> WHAT THE TASK REQUIRES
Please update the emphasays introduction by replacing "Java library" with "Java toolkit", beginning at the words "emphasays's Introduction" and stopping after "tailored named-entity recognition.".

> SUPPLIED TEXT

Giter Club home page Giter Club logo

emphasays's Introduction

emphasays

An Open Source Java library of string distance calculators, similarity algorithms, phoneme reducers, dictionary-backed recognition tools, and other classes for combining said components into weighted metrics for tailored named-entity recognition.

Calculators

Emphasays provides a number of "ICalculator" classes divided into two primary categories:

  • IDistanceCalculator calculators generally measure the number of changes to go from String A to String B. Distance is implied to be measured in some form of unit, such as "the distance from Phoenix to Chicago in miles". It must be a positive real number greater than or equal to zero, but does not necessarily have an upper bound.
  • ISimilarityCalculator calculators are a normalized 0.0-1.0 metric of how alike String A is to String B, inclusive. Similarity should generally be considered unit-less, such as "I am very similar to my best friend", and has hard lower and upper bounds at 0.0 and 1.0, respectively.

Both interfaces are "markers" only and share a common ICalculator parent, though you should excercise caution when mixing them due to the subtle but important different in semantics.

A number of both distance and similarity algorithms are either directly included or referrenced by the POM, including Levenshtein, DamerauLevenshtein, JaroWinkler, NGram, and others. Most of the distance algorithms are ported from public works, while the similarity measurements generally adapt those bundled with Apache Lucene. Perhaps more importantly, however, are several special ICalculators that allow you to optimize your use of all others:

  • WeightedCalculator combines any number of other calculators into a weighted result.
  • PiecewiseCalculator creates a piecewise function of any number of calculators, the selection of which is based upon an additional "selector" calculator and given min and max selection values.

Both weighted and piecewise calculators may also be combined arbitrarily to create complex results tailor to your specific needs. All these are more and demonstrated in the tutorial code at https://github.com/preston/emphasays/blob/master/src/main/java/com/prestonlee/emphasays/example/EmphasaysTutorial.java

Recognizers

An IRecognizer (such as FileLoadedInMemoryRecognizer) uses an internal dictionary to look for the word most closely matching a provided token using a provided ICalculator for individual comparisons. Using combinations of weighted and piecewise calculators (see above), you can create complex dictionary-backed token recognition systems tuned to your specific lexical needs. Here are a few example to get you thinking:

  • Build an acronym detectors using the first few syllables of a word (phonetic reduction) that is then truncated and fed through a string distance algorithm and weighted with raw distance to determine if A is really an acronym for B.

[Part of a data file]
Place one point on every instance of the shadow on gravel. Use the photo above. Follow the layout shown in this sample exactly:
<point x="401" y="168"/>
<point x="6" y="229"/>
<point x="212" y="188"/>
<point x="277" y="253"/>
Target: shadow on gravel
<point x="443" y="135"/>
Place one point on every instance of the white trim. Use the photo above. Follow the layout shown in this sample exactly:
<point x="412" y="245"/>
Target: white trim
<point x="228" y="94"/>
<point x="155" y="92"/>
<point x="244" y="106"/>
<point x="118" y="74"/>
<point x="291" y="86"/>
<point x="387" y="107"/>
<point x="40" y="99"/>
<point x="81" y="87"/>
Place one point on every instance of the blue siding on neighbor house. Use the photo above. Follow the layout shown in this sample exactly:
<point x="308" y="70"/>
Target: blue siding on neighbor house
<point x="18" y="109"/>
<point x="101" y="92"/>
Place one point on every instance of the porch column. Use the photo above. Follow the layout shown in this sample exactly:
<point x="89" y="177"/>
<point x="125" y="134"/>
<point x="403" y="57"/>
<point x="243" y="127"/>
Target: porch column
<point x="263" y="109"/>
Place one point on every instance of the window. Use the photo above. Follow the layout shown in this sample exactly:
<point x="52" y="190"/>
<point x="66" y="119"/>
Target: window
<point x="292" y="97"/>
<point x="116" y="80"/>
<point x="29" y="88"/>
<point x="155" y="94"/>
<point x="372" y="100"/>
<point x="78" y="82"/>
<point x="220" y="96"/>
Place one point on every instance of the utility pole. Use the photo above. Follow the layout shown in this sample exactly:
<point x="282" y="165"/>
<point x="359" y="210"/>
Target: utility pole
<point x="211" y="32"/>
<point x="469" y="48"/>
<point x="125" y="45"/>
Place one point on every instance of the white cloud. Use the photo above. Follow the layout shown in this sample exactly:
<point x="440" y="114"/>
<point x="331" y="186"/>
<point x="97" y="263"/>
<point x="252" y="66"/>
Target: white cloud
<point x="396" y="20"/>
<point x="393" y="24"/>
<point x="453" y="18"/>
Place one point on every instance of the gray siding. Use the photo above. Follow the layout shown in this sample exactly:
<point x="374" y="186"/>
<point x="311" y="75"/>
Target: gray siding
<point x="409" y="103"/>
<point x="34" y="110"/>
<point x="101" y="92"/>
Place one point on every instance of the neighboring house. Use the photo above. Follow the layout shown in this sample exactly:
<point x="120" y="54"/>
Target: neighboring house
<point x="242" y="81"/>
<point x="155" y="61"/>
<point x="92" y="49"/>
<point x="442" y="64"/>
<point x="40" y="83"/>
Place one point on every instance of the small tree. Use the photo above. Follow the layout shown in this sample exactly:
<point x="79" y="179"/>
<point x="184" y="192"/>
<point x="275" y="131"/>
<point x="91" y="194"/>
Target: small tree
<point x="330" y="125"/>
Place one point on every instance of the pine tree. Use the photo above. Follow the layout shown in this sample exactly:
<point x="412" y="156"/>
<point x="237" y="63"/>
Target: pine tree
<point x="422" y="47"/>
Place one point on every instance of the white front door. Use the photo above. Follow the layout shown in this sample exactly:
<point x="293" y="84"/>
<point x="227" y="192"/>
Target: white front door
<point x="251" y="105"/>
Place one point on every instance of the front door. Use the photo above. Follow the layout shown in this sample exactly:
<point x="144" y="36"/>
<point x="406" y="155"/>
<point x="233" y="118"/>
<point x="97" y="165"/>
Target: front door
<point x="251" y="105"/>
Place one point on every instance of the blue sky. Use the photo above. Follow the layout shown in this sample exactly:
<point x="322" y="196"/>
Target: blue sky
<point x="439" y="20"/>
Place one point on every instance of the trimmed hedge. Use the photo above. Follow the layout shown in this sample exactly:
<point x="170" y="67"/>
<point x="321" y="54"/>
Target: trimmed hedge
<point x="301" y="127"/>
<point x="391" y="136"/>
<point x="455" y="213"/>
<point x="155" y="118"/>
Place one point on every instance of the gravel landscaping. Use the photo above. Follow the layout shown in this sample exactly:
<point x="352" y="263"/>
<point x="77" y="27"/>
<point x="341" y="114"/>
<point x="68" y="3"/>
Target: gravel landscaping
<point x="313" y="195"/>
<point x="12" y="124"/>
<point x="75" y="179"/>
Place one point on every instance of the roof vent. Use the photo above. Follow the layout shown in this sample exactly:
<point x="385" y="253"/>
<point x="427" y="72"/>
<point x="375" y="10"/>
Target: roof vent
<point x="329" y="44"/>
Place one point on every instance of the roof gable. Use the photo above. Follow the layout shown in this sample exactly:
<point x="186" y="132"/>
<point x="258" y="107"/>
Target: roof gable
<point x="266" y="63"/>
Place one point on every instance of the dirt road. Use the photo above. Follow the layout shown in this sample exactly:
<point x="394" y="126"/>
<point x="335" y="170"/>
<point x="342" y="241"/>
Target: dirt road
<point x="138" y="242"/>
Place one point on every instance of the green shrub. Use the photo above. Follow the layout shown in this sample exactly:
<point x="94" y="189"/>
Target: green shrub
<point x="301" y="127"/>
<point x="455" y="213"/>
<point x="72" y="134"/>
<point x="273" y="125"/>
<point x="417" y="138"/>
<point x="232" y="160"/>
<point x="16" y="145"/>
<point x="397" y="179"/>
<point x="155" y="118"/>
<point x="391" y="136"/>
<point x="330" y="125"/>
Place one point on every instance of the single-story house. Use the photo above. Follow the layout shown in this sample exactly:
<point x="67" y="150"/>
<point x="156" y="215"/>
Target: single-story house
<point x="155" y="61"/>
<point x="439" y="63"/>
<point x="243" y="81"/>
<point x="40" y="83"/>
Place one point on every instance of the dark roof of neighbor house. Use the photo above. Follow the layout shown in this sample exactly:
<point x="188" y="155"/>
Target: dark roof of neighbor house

> RESULT OF THIS TASK
emphasays's Introduction

emphasays

An Open Source Java toolkit of string distance calculators, similarity algorithms, phoneme reducers, dictionary-backed recognition tools, and other classes for combining said components into weighted metrics for tailored named-entity recognition.